Task instructions ::
Write out everything in the passage on the Lord's coming in judgment from "It seems evident, therefore, that" down to "this last destruction.", word for word.

Document segment start

Rev. xix. 2. "And I saw heaven opened, and behold a white horse; and he that sat upon him was faithful and true, and in righteousness doth he judge and make war. His eyes are as a flame of fire, and on his head were many crowns; and he had a name written that no man knew but he himself: and he was clothed with a vesture dipped in blood, and his name was called THE WORD OF GOD. And the armies which were in heaven followed him on white horses, clothed in fine linen, white and clean, and out of his mouth goeth a sharp sword, that with it he should smite the nation, and he shall rule them with a rod of iron, and he treadeth the wine press of the fierceness and wrath of Almighty God. And he hath on his vesture and on his thigh a name written, KING of Kings, and LORD OF LORDS."

It seems evident, therefore, that his people are gathered to the Lord before his actual arrival on the surface of the earth, when he comes forth as the avenger of Israel to the judgment of the vintage. The seat of that judgment, where the wine press is trodden, is in an especial manner referred to the holy land, where the armies of the nations are assembled in the circumstances and by the means which we have seen. At the same time, however, this judgment is extended to the great city, and to the country of the enemy. As Lot out of Sodom, and as Noah from the drowning world, are the saints delivered from this last destruction.

Document segment end
Data lines start

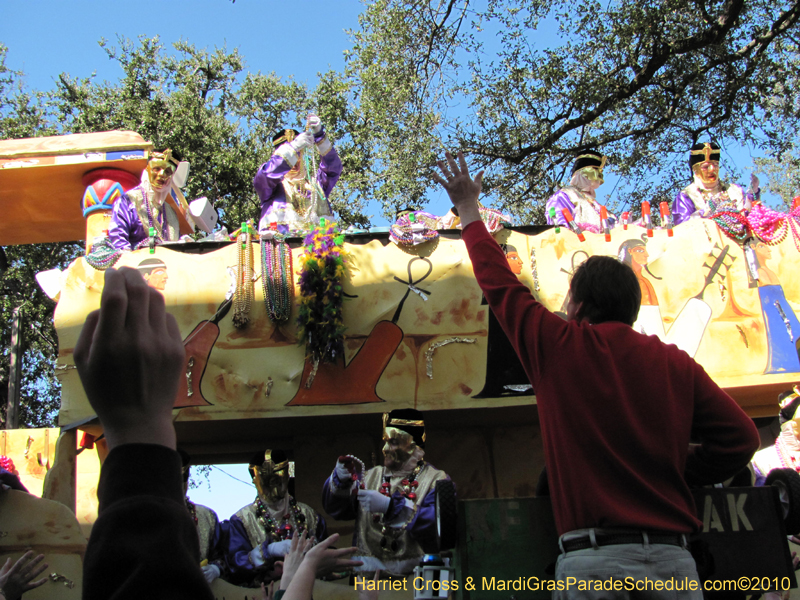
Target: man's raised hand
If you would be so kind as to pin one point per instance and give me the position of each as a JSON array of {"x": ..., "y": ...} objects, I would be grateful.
[{"x": 129, "y": 357}]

Data lines end

Response to this task ::
It seems evident, therefore, that his people are gathered to the Lord before his actual arrival on the surface of the earth, when he comes forth as the avenger of Israel to the judgment of the vintage. The seat of that judgment, where the wine press is trodden, is in an especial manner referred to the holy land, where the armies of the nations are assembled in the circumstances and by the means which we have seen. At the same time, however, this judgment is extended to the great city, and to the country of the enemy. As Lot out of Sodom, and as Noah from the drowning world, are the saints delivered from this last destruction.